TASK BRIEF:
Below is a listing. Gather each line of it that contains "light".

┄┄┄┄┄┄

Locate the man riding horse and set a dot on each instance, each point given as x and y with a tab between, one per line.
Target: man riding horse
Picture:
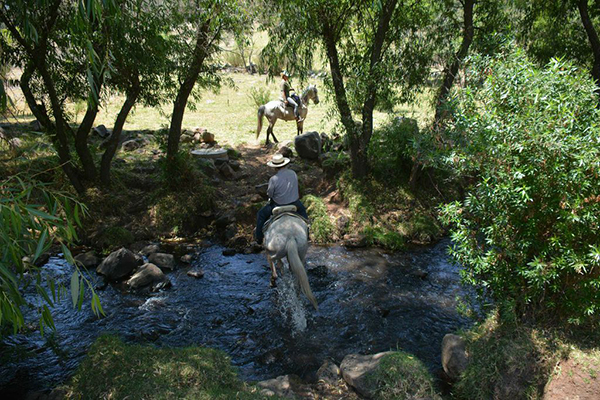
282	191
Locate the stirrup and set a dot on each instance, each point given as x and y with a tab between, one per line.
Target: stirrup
281	209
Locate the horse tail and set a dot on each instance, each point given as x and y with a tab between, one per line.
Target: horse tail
298	270
261	114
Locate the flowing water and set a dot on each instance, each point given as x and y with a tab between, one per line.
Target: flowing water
369	301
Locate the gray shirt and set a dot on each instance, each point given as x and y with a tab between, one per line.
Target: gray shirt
283	187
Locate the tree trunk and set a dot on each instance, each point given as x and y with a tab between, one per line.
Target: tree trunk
360	165
38	110
594	41
113	141
451	71
37	57
341	99
81	146
199	55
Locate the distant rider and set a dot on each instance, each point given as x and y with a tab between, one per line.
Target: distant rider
282	191
286	95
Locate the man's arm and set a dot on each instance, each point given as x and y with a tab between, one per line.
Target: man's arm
271	187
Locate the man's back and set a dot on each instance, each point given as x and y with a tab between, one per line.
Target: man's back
283	187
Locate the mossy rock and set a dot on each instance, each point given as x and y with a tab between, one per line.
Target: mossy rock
400	375
233	154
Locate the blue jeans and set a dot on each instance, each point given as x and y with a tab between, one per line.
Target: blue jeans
264	214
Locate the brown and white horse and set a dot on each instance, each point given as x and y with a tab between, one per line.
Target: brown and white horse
276	109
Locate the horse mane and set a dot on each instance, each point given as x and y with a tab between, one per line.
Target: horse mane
306	91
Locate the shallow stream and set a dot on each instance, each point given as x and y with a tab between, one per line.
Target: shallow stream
369	301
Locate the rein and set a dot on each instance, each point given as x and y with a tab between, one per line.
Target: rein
305	94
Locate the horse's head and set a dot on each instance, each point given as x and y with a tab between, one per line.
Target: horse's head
311	93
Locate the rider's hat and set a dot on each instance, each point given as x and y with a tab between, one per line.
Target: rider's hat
278	161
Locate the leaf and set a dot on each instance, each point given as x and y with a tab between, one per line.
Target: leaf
67	254
96	305
41	214
75	287
80	300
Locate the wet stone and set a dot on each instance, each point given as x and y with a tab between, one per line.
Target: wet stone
196	274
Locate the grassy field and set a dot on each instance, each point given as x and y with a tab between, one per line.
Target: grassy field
230	114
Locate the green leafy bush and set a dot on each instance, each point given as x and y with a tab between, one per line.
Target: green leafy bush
33	217
390	149
184	198
259	96
528	231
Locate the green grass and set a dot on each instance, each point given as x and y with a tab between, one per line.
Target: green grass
322	229
513	361
401	376
230	114
115	370
391	215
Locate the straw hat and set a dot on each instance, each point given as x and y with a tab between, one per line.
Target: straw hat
278	161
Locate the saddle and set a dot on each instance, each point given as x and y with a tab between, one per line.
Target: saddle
280	211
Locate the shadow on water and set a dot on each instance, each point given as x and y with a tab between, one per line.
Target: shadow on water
369	301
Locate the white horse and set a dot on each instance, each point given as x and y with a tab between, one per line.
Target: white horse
276	109
287	236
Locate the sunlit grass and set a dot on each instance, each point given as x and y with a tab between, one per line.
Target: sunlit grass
114	370
230	114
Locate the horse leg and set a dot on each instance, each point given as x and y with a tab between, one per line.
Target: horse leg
273	272
270	132
300	126
274	138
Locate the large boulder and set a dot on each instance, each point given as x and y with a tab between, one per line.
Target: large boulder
286	386
357	370
162	260
118	265
226	171
150	249
147	274
308	145
329	373
87	260
454	356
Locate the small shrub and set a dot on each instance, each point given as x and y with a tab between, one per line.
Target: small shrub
322	229
507	361
390	149
260	95
185	196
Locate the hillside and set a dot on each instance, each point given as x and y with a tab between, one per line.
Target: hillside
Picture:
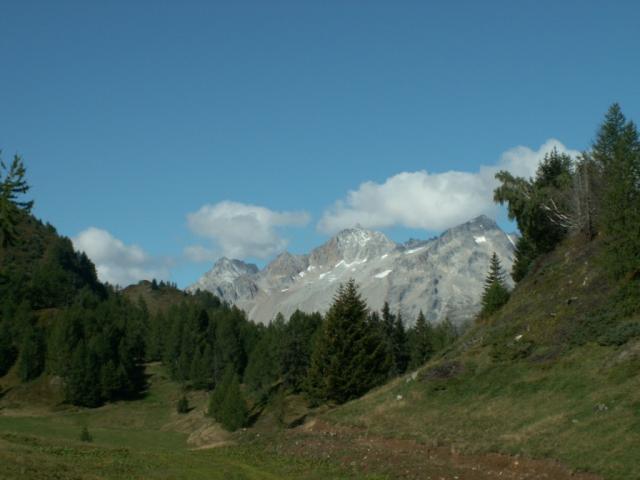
555	374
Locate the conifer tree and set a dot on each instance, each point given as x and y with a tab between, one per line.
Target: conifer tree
349	357
216	399
617	153
299	337
12	185
233	411
8	352
400	346
495	292
32	354
421	341
182	406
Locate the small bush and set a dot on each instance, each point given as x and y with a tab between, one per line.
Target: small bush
183	405
85	436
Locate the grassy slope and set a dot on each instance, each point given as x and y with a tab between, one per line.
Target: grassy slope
522	384
139	439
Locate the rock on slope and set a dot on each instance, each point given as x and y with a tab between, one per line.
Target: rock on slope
443	276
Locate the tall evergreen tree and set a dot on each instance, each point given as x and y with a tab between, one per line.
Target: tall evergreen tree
495	291
233	411
616	152
349	357
299	337
8	352
12	186
421	341
216	399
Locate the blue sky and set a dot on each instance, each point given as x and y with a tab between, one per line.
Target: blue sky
160	133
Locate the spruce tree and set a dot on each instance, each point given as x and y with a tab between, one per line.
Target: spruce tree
421	341
617	153
400	346
495	292
12	186
216	400
233	411
32	354
8	352
349	357
182	406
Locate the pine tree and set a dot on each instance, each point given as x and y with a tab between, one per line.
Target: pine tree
233	412
617	153
182	406
421	341
299	337
8	352
349	357
32	354
495	292
12	186
216	399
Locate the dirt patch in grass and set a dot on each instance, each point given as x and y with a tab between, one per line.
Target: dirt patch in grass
408	459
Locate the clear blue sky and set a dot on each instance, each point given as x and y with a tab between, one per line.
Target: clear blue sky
131	115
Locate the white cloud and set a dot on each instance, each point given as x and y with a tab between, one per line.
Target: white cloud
432	201
198	254
117	263
240	230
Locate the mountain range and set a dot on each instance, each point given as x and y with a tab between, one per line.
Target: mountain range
442	276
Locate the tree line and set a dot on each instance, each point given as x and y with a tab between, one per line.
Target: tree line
331	358
596	195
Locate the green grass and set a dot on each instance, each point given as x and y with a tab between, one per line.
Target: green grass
524	385
141	439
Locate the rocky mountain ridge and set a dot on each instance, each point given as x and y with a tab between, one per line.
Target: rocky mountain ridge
442	276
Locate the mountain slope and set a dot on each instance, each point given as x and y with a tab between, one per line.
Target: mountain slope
554	374
442	276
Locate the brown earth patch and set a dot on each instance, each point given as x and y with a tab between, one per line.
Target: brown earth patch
407	459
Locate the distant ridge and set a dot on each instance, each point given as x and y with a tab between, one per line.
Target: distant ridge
442	276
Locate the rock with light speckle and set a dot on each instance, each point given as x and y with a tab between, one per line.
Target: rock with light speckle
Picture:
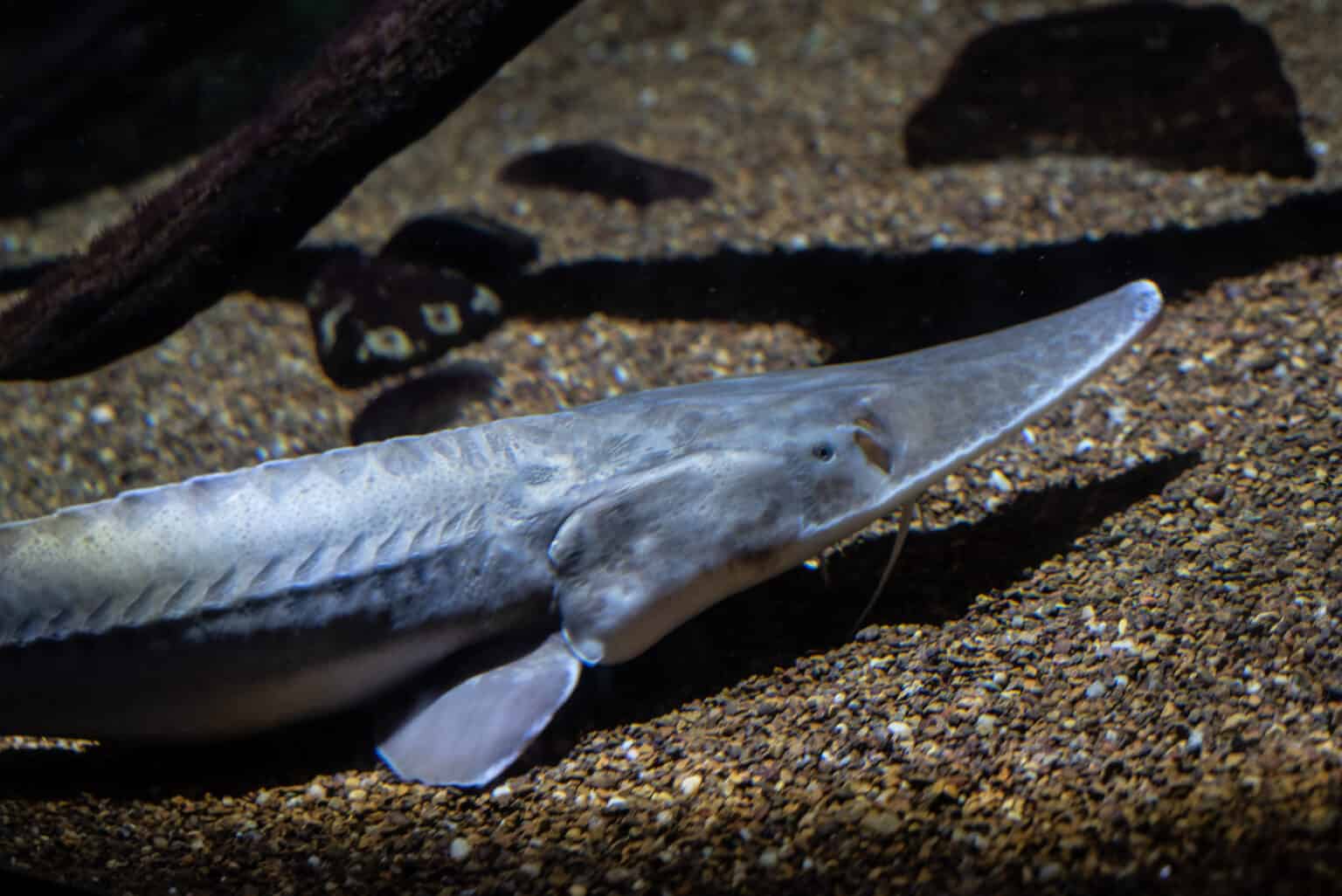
376	317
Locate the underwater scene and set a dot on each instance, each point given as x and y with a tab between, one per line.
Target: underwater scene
626	447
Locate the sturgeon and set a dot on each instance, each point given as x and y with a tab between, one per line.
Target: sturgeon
239	601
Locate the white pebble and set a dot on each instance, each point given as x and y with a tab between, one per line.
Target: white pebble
743	52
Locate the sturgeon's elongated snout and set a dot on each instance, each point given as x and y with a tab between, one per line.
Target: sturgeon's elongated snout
796	462
239	601
951	403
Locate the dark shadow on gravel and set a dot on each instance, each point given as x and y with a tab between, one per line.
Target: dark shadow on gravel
868	305
937	578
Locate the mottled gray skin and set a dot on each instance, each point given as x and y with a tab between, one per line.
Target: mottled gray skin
238	601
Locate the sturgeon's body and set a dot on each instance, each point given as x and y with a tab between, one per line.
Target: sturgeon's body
239	601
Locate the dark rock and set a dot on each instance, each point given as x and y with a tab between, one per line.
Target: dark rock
376	317
596	167
1184	87
383	82
425	404
468	242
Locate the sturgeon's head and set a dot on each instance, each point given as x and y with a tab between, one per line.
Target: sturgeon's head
785	465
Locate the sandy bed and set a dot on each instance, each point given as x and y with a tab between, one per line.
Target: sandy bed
1122	673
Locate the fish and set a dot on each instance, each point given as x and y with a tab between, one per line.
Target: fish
242	601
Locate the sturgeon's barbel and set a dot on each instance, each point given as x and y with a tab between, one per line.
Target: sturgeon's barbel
239	601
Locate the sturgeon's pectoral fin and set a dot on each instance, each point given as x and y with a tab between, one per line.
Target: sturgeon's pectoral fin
471	733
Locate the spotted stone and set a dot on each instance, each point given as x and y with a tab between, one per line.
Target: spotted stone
376	317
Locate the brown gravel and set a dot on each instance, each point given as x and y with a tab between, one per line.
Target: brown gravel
1111	660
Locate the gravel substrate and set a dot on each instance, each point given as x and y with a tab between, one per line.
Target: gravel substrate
1110	658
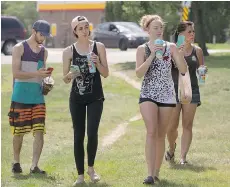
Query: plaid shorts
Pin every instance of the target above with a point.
(26, 117)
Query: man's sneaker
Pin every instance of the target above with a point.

┄┄┄┄┄┄

EXERCISE ANSWER:
Locate the rock with light speckle and set a dot on each instance, each point given as x and y with a tab between, one per line.
Target: rock with light speckle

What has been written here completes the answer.